_WHAT TO PRODUCE_. The records that follow are to be printed exactly, with no images.

===== RECORDS FOR THIS TASK

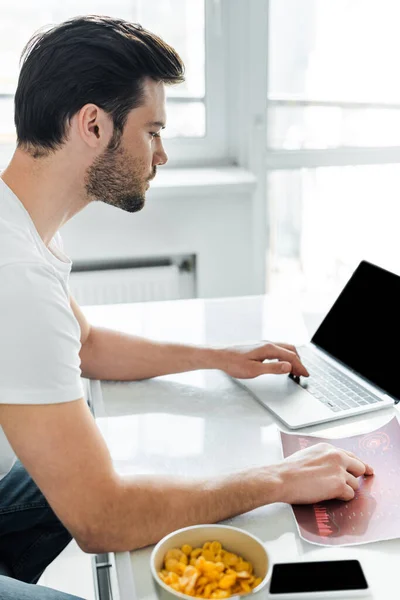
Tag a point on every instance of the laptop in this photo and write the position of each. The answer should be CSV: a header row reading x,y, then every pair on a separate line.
x,y
353,358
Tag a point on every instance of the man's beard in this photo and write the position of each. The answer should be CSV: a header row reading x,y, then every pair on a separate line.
x,y
117,179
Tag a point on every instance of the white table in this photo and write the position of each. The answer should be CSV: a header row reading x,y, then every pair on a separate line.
x,y
203,423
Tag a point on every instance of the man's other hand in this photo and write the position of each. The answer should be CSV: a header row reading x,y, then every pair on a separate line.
x,y
245,362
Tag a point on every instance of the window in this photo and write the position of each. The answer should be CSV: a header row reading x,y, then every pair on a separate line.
x,y
333,141
179,22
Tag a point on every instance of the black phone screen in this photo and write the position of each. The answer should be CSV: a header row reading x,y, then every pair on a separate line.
x,y
326,576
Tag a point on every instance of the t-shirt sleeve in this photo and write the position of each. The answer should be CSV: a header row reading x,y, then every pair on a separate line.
x,y
39,338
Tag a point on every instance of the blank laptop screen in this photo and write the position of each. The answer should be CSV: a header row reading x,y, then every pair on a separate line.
x,y
362,329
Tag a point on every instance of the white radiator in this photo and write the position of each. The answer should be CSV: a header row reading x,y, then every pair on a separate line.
x,y
114,286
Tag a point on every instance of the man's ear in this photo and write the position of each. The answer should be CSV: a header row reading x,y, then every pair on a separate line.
x,y
94,125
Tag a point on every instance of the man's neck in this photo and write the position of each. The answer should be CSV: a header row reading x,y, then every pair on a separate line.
x,y
50,192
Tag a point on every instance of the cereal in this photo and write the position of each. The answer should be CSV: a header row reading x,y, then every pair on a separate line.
x,y
208,572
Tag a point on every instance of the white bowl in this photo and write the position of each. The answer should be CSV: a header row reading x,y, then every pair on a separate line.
x,y
232,539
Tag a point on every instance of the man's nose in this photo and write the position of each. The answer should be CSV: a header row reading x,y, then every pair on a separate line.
x,y
160,156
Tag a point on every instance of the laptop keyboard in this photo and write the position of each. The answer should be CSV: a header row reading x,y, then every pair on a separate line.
x,y
332,387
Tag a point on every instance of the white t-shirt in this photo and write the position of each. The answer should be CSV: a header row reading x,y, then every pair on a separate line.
x,y
39,334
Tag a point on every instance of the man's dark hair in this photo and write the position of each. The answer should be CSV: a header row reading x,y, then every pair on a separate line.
x,y
90,59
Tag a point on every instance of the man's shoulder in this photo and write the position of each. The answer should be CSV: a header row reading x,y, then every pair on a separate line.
x,y
17,246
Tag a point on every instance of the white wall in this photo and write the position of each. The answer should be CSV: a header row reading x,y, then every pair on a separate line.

==========

_RESPONSE_.
Tag a point on every instance of the laptop in this photo and write the position of each. The answer should be CSV: a header row reading x,y, then every pair on a separate line.
x,y
353,358
Tag a point on every instance of the man's beard in this photo and write the position of each. The answer should be CSV: a header row reading x,y, then every pair on a separate line.
x,y
117,179
Tag a point on every instance of the white table in this photo and write the position of each. The answer should be CSV: a header row reading x,y, then every pair on a separate line.
x,y
203,423
Tag a point on every instance of the man's other hand in this photo and write the position of each. The answer should be CSV: a header row reading x,y, then every pair on a separate line.
x,y
245,362
Tag a point on every instance of the window in this photo and write the position of each. The answer should be CSV: a header row reading x,y, then every pair on a separate line.
x,y
333,141
179,22
Tag a point on every instance of the black phone screen in this photo and write the position of each. The answer should be CSV: a header row reading x,y, then every pair on a separate line.
x,y
326,576
Tag a point on every instance of the t-shirt sleeve in this photo and write the position of each. The answer should be CSV: a header row reading x,y, then every pair on a separate line.
x,y
39,338
Tag a point on every instance of the blank laptop screen in this photo and write the position of each. The answer should be CSV: a header row reading x,y, then every pair on a separate line.
x,y
362,329
Tag a point on every instance of the white radiator in this photo and write the position of each. The answer should be CSV: a header row reading x,y, then every pair on a separate line.
x,y
114,286
Tag a point on every instance of the man's ear in this photo and write the position of each. The answer should be CSV: a header row reading x,y, then every pair on a separate line.
x,y
94,125
Tag a point on every instance of the man's neck in this photo and write the position of each. The answer should be CSV: a header row reading x,y, then every pair on a separate line.
x,y
50,192
Tag a point on every instance of the cereal in this photo and write the position of each. The answer should be CSV: a header row reading x,y, then every pair on a separate line.
x,y
208,572
Tag a point on every instance of the white bowl in this photo and write the position of each. The answer should be CSV: a header row reading x,y, then every pair on a separate line.
x,y
232,539
Tag a point on every instance of the man's nose in this photo and write the position of each. The answer should be CSV: a header row reading x,y, then every pair on a separate line.
x,y
160,156
Tag a point on every instance of the laptop keyboard in this photo and write the position of each. The answer should be CSV: a header row reading x,y, then every pair on a separate line.
x,y
332,387
Tag a point on every instance of the white t-shirt in this photo and write the position of each. The answer should be CSV: a header row reading x,y, then every pair on a separate line.
x,y
39,334
Tag a point on every instance of the man's dark hair in this photo and write the position of each. The answer should be CSV: a header row reading x,y, then every pair on a separate line.
x,y
90,59
Tag a point on every instance of the man's shoulder in this photo and write the position of each. The answer should be CSV: a header row reading x,y, then every pair on a separate line.
x,y
17,246
Tag a point on every instance of the white wall in this photo and write the position of each. The answer should be CSV: a header row reading x,y, then every pair on a separate line.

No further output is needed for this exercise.